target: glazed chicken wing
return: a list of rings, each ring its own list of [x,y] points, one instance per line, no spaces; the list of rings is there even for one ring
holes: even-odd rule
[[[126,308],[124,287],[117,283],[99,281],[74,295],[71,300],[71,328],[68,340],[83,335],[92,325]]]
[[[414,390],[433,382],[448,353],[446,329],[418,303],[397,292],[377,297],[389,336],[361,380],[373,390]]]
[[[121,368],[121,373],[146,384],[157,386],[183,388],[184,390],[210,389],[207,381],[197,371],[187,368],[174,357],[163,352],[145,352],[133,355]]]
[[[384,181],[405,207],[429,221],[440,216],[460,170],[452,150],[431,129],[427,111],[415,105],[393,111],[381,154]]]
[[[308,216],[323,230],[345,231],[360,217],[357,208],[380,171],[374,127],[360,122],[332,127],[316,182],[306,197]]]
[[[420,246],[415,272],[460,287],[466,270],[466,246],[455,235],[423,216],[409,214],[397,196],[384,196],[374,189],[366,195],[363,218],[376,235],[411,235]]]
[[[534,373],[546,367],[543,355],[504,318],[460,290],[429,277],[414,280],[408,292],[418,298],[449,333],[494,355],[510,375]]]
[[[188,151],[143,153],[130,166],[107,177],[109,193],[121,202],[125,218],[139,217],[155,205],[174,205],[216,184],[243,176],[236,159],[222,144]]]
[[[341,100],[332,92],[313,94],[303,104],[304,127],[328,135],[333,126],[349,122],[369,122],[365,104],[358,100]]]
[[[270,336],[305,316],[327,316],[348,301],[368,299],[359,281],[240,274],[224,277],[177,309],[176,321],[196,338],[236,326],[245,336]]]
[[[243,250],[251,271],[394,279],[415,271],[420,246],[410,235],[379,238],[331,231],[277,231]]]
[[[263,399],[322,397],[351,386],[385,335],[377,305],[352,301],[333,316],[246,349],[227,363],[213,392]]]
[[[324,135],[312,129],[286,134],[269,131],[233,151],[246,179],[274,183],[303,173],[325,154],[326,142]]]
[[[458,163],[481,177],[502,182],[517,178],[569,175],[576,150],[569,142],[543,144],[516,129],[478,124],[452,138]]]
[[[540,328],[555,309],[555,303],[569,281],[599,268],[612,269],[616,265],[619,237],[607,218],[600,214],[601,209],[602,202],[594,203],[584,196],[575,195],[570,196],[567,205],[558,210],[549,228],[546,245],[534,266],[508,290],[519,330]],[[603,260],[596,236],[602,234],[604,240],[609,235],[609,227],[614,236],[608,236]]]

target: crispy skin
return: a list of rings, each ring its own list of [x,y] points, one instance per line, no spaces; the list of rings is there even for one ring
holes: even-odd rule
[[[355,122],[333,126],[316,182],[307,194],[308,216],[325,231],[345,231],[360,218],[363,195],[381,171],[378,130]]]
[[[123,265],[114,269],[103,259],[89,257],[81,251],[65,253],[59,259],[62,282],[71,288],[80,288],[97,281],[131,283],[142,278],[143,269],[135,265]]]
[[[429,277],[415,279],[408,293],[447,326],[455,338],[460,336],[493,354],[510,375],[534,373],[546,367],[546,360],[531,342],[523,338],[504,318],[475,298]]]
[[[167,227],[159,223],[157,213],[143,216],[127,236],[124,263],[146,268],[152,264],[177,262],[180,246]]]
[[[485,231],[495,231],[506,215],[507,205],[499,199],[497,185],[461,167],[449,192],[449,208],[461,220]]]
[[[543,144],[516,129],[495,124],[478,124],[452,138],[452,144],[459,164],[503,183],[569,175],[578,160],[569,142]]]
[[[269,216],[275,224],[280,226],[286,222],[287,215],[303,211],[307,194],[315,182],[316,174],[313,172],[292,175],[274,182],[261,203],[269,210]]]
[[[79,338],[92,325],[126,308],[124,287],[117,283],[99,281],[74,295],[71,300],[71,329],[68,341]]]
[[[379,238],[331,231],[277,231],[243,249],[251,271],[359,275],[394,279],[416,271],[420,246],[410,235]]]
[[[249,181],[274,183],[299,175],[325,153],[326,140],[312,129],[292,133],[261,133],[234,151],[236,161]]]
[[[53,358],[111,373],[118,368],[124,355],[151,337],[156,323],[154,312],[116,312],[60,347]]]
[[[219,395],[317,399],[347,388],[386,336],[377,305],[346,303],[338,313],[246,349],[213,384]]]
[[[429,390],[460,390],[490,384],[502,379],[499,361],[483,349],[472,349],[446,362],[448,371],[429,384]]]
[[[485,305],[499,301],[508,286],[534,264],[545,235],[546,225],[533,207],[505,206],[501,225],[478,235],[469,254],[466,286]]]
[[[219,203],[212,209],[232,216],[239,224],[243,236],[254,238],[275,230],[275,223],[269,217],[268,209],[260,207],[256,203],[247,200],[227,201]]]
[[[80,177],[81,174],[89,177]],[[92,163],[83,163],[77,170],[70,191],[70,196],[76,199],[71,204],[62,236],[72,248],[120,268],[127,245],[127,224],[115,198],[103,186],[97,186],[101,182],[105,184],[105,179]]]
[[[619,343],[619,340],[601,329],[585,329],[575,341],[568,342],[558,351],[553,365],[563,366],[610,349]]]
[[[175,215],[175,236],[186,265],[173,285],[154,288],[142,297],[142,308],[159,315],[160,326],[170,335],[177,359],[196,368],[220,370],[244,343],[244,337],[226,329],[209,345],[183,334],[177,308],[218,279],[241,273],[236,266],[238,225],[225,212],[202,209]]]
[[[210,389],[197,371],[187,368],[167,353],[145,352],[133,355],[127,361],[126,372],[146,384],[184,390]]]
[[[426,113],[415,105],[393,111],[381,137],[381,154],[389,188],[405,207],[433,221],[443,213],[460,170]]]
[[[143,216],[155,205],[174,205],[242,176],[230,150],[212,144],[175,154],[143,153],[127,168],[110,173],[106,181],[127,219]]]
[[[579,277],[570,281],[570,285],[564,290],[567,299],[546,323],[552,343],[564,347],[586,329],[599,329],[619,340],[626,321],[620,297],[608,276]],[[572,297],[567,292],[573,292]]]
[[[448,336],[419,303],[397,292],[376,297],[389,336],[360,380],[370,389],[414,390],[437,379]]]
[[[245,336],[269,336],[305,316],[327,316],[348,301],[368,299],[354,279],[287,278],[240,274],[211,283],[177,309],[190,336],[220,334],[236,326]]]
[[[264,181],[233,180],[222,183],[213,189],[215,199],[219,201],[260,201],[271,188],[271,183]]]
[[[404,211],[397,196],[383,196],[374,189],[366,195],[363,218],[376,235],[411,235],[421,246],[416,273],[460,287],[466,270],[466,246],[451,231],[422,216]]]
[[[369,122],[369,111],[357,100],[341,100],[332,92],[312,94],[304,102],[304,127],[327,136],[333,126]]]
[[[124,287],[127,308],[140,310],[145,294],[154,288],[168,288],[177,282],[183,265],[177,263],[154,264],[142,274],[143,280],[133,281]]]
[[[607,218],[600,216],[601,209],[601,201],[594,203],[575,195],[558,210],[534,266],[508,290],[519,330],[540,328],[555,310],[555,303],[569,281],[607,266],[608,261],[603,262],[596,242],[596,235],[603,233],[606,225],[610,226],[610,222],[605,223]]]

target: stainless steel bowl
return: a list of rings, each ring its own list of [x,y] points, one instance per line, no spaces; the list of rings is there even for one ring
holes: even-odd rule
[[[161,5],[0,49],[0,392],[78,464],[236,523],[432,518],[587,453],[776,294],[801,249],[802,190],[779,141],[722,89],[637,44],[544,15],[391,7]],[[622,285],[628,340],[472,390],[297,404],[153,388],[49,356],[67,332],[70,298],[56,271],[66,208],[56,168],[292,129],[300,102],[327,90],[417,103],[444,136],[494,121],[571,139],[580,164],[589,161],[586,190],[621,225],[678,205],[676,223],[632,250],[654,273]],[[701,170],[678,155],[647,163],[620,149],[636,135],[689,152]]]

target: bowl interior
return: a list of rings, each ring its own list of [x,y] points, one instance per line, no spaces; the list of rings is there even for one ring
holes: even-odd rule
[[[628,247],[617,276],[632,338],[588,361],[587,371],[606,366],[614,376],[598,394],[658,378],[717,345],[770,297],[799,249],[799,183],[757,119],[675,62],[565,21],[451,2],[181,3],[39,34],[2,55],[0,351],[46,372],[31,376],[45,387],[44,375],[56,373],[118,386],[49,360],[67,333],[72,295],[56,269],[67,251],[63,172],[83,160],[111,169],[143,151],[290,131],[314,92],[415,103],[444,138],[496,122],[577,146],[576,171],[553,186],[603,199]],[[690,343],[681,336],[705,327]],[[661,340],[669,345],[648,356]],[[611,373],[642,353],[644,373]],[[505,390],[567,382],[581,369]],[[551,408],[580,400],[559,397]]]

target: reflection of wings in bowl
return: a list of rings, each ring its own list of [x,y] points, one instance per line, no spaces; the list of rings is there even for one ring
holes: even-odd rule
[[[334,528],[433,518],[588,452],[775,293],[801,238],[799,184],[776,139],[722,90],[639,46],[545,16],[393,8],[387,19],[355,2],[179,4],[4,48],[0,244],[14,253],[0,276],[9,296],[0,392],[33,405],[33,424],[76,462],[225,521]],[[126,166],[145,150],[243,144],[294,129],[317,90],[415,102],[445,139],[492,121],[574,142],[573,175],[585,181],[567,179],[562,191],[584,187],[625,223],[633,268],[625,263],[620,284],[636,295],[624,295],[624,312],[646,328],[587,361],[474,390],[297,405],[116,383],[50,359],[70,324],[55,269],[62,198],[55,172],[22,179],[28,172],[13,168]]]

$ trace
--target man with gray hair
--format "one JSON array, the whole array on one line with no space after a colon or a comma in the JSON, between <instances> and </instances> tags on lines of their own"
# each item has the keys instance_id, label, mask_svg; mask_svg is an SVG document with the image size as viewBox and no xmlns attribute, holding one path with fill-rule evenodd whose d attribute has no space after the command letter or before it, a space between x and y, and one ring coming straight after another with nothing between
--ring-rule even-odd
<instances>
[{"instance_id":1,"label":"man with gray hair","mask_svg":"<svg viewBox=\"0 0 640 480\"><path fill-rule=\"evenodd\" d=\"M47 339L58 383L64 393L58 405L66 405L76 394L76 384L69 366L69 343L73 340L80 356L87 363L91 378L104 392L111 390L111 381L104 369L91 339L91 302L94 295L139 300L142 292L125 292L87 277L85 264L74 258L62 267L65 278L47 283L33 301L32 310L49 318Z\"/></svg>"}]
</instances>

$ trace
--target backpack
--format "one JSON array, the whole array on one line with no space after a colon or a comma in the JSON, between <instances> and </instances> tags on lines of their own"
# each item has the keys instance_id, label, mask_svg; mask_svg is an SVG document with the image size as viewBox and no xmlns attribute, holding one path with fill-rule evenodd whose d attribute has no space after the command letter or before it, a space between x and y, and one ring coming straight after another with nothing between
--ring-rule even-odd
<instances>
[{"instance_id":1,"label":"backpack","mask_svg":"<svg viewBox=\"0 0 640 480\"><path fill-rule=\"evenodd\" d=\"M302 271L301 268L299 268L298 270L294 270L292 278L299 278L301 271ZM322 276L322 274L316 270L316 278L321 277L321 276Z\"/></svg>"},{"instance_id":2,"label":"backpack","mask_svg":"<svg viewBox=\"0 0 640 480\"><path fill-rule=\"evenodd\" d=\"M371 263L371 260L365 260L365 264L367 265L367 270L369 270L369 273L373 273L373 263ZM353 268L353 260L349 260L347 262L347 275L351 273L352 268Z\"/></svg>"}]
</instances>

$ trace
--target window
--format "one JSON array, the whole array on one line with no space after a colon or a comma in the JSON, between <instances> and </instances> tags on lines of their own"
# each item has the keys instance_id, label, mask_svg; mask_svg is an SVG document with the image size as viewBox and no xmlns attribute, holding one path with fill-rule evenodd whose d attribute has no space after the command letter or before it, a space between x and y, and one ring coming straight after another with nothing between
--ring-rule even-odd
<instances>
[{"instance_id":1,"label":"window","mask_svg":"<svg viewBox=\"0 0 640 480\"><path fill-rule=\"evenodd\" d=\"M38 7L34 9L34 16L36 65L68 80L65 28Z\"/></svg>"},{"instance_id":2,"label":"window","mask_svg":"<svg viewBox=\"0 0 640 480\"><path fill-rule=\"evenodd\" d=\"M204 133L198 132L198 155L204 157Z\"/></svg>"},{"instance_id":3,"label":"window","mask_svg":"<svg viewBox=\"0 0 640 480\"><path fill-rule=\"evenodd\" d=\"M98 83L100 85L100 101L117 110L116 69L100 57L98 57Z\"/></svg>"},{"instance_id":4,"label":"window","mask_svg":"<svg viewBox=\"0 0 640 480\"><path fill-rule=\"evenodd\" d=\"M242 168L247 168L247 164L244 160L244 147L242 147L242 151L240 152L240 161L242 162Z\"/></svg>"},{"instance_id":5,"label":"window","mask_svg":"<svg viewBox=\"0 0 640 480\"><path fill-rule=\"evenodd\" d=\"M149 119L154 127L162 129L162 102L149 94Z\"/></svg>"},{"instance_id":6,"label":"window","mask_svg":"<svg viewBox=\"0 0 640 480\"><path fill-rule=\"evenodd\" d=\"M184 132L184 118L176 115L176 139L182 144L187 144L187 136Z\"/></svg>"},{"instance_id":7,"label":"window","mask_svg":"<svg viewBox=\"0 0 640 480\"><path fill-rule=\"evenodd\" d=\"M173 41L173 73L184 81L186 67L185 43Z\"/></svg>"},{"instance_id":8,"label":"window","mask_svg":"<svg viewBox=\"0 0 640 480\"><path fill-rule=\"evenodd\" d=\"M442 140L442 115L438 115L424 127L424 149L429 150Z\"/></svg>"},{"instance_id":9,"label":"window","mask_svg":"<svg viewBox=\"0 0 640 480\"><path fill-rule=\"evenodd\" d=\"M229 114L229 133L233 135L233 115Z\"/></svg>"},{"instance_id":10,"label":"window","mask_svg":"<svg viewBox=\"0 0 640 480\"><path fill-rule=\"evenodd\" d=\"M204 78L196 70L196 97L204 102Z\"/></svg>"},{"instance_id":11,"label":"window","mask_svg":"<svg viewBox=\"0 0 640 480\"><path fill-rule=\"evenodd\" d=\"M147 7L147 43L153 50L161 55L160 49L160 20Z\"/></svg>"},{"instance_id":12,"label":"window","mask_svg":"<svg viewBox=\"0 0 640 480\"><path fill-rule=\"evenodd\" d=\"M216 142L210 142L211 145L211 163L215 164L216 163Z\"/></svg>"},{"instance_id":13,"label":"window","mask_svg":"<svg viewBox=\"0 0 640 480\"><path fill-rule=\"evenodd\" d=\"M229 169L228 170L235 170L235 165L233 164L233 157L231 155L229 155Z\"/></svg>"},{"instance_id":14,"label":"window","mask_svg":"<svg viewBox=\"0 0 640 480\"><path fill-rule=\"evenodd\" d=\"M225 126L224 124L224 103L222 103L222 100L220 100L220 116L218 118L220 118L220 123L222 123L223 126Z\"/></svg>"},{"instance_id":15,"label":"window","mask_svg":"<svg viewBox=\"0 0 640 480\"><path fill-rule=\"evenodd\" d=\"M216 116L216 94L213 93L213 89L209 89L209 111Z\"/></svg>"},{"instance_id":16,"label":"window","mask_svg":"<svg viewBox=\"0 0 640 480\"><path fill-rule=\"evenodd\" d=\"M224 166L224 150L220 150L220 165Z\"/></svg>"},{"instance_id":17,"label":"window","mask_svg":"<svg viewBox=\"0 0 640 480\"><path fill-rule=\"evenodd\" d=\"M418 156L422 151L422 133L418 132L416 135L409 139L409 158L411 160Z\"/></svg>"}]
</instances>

_ _ _ _ _

TASK DETAILS: Once you have located every line with the word "bowl" in the material above, list those lines.

RESPONSE:
target: stainless steel bowl
target: bowl interior
target: reflection of wings in bowl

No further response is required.